**SET TASK:** Write out, word for word, the lines of the records from the one containing "Spot the man in" through the last line of the records, both ends included.

# START OF INPUT FOR THIS TASK

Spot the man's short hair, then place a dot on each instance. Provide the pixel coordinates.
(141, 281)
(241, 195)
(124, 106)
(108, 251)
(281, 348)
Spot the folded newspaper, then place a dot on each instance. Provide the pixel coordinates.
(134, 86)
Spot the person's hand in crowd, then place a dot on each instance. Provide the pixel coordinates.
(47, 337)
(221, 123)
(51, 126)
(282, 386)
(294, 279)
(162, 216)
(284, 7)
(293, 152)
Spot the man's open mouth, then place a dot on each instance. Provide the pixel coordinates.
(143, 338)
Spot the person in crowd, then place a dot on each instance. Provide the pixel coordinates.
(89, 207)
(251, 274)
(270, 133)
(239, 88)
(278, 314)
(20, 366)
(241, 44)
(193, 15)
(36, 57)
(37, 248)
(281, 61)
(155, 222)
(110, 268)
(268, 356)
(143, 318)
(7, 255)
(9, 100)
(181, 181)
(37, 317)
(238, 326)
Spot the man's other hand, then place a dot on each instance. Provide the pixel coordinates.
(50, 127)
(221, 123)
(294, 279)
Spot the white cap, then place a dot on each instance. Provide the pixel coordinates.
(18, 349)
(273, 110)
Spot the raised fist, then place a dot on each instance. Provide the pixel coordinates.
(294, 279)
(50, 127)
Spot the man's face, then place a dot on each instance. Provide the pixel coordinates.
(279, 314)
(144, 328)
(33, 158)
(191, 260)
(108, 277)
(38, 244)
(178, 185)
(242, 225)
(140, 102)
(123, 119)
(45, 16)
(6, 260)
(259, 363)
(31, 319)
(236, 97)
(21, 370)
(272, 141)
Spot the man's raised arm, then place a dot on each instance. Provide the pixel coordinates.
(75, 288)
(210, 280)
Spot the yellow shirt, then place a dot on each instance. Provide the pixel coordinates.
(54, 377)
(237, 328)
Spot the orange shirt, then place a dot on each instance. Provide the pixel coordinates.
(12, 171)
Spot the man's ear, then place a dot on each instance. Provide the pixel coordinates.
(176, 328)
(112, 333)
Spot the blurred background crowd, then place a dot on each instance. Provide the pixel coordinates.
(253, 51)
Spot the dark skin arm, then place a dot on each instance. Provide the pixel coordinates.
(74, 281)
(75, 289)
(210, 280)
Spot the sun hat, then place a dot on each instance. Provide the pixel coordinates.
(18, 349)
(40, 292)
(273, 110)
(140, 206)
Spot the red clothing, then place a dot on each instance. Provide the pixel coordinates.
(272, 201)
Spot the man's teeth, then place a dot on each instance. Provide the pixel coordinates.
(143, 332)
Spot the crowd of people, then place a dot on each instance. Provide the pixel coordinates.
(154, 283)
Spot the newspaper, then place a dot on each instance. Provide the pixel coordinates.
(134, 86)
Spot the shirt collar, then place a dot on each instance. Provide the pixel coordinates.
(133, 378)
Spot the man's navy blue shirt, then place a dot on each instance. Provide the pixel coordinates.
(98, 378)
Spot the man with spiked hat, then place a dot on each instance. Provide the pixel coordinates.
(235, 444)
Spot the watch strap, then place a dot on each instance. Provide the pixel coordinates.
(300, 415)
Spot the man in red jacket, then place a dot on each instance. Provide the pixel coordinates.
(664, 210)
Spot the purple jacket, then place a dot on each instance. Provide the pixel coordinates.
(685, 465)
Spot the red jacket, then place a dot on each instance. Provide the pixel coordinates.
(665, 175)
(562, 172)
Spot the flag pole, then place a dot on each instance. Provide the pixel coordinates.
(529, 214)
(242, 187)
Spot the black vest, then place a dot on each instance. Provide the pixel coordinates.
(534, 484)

# END OF INPUT FOR THIS TASK

**WRITTEN RESPONSE:**
Spot the man in red jacket, then place a dot on each instance. Provide the pixel coordinates.
(664, 210)
Spot the purple jacket, then place a dot on each instance. Provide the pixel coordinates.
(685, 465)
Spot the red jacket, then place a dot on each instance. Provide the pixel coordinates.
(665, 175)
(562, 172)
Spot the flag pole, then place a dot on each instance. Provide the pixel coordinates.
(529, 214)
(242, 187)
Spot the black vest, then place a dot on each instance. Provide the pixel coordinates.
(534, 484)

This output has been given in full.